-- WHAT NEEDS TO BE DONE --
Return every line of the records below that contains the string "hair". Case counts.

-- RECORDS SUPPLIED --
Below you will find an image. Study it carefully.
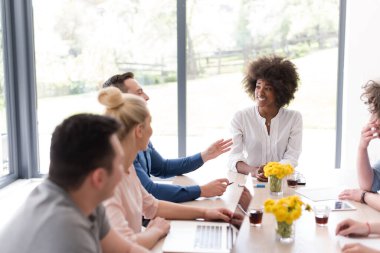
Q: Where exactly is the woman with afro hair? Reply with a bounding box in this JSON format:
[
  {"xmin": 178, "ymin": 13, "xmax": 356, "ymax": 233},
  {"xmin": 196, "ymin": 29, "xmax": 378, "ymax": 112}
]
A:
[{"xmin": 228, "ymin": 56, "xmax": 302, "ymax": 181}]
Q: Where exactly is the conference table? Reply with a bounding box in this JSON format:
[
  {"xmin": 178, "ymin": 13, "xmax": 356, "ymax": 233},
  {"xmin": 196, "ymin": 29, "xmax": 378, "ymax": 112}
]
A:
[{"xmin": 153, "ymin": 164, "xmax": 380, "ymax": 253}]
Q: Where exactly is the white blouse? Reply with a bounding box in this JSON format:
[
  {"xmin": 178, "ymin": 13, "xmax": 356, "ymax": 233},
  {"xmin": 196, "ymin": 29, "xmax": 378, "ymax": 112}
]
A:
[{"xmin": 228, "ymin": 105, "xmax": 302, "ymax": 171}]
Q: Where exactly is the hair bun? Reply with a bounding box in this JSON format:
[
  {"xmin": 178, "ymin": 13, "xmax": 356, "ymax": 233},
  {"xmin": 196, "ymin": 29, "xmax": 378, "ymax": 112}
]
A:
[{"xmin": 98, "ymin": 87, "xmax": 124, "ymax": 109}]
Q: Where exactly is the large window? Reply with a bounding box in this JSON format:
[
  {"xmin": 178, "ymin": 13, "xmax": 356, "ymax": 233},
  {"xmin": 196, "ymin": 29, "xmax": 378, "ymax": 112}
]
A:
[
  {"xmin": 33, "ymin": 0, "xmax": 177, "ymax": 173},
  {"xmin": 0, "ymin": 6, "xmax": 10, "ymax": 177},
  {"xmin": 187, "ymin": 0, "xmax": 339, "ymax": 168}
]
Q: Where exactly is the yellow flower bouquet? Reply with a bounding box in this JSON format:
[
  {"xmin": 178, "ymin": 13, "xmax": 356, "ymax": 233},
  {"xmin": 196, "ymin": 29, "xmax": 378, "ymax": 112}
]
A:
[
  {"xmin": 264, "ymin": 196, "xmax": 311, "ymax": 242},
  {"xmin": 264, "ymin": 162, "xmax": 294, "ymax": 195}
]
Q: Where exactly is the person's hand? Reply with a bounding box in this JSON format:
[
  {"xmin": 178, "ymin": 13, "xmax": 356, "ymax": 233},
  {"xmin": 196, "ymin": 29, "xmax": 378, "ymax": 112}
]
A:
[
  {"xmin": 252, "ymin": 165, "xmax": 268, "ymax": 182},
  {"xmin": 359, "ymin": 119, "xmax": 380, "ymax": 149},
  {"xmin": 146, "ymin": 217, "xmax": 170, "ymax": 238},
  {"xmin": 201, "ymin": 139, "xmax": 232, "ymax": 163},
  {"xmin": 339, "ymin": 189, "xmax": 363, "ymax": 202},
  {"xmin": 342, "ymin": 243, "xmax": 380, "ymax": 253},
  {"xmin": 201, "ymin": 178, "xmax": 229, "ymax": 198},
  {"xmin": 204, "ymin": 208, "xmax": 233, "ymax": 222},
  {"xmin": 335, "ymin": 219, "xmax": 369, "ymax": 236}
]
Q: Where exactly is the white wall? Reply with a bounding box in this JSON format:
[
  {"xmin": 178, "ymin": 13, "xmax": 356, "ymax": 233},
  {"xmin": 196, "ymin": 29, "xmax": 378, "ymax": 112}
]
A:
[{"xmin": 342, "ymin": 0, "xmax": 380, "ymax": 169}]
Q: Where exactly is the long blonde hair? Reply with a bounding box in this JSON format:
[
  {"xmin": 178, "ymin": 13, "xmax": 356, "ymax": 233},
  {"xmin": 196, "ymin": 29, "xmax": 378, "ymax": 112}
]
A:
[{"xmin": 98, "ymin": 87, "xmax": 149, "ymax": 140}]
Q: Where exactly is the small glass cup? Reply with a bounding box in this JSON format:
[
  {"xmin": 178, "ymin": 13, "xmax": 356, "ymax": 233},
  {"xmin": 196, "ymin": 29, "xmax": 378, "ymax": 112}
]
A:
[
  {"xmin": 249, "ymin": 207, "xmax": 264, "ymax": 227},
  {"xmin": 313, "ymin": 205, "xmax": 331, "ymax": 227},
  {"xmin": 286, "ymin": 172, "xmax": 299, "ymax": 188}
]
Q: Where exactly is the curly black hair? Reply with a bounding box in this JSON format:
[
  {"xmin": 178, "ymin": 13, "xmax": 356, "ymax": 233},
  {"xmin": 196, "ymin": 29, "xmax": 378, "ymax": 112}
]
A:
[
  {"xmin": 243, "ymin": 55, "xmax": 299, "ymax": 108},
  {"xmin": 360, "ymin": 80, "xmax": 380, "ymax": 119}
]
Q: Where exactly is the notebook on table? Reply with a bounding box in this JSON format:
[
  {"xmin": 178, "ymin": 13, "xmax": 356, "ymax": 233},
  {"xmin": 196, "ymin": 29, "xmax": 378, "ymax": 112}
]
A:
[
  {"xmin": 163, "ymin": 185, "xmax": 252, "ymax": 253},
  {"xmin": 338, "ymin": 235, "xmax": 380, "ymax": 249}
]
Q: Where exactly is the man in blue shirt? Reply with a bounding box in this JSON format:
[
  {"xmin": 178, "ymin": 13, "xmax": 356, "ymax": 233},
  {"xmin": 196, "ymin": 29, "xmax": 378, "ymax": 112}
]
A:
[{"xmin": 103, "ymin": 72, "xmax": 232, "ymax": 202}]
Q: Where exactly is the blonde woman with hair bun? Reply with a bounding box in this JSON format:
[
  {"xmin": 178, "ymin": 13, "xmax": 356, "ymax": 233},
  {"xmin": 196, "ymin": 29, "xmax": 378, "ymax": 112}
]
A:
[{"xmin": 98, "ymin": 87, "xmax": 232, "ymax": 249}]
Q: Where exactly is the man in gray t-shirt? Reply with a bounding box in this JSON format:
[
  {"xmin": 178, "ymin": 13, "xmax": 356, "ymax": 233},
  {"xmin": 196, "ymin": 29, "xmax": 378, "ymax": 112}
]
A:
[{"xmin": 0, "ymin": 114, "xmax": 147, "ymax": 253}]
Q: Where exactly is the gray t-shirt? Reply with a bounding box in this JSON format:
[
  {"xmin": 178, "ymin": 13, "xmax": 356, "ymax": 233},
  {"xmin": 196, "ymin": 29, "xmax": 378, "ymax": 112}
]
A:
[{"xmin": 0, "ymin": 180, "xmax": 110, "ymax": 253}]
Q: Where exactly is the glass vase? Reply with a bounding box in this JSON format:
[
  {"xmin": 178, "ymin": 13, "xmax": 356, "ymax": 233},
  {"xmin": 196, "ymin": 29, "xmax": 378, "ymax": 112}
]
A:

-- CORRECT OUTPUT --
Q: Where exactly is the woman with afro hair? Reply with a bounding box in this JSON format:
Q: Where exactly is the hair bun? Reply with a bounding box in this JSON format:
Q: Where exactly is the long blonde hair? Reply with a bounding box in this JSON format:
Q: Where exactly is the curly black hair? Reply with a bounding box in this JSON format:
Q: Where exactly is the blonde woman with hair bun? Reply with a bounding box in this JSON format:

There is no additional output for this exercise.